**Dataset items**
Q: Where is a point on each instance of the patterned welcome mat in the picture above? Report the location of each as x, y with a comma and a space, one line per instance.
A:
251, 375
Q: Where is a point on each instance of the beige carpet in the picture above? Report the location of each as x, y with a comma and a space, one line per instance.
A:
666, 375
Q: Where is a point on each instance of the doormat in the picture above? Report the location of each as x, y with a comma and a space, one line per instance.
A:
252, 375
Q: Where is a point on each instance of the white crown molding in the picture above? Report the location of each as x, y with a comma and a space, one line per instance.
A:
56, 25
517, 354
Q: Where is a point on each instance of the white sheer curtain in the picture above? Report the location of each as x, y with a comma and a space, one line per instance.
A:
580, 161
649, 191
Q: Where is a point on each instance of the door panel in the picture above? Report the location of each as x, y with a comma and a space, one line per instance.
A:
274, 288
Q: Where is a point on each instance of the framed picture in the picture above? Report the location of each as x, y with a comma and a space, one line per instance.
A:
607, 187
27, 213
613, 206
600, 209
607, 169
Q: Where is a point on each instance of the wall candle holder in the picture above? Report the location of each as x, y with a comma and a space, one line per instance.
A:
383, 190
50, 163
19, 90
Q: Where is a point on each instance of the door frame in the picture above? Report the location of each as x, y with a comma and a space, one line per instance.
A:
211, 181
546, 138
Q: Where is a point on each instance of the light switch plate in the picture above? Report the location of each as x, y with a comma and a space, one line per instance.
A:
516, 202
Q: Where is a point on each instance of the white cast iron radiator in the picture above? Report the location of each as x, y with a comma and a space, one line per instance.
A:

**Directions**
Write out every one of the lines above again, requests included, and add 22 to each x and y coordinate in the answers.

**The reply**
Q: Where is a point on each instance of the patterned welcome mat in the picture above? Report the location of each as x, y with a comma and a space, one line per instance.
A:
273, 397
Q: Where is a point on each instance of the beige carpet in the picture above? Report the location of each as x, y with a comma and a space, one line per instance.
A:
688, 397
Q: Where is a point on each instance of the doormat in the picture above? Report the location of each as x, y with a comma and a space, one line per instance.
A:
274, 397
Q: Where is a point on each instance of the white crown molding in the picture above? Report the location of each as x, y with a comma and a space, one line per instance.
A:
78, 47
539, 376
Q: Where is a point on each instance of the white sheer curtain in the picture above? Report the location of each as x, y with a comma and a space, one line per instance.
A:
602, 183
671, 213
Q: Where is a point on each instance of the door panel in the picture above? Report the location of each as x, y with a comma and a space, one line per instance.
A:
296, 310
Q: Where is a point on each instance of the framed picture in the picture above? Report the location of each as x, y with a comma and a space, one line per instance.
A:
629, 209
49, 235
635, 228
622, 231
629, 191
Q: Where is a point on each instance of the wall candle holder in the picture above? Report the location of each as x, y with a comma and a space, one line per instance.
A:
405, 212
72, 185
41, 112
Q: Where is a point on each instance of the door frame in the picture above? Report the location of each as x, y with a comma and a space, one line per instance.
A:
233, 203
568, 160
Q: Where is a point on each instance of the light switch plate in the picture above? Report the location of each as x, y with a comma and a space, one line per instance.
A:
538, 224
Q: Where is a point on each instance of the white cast iron radiator in the picture above? Report the location of each as x, y with a comma and a space, one line per instance.
A:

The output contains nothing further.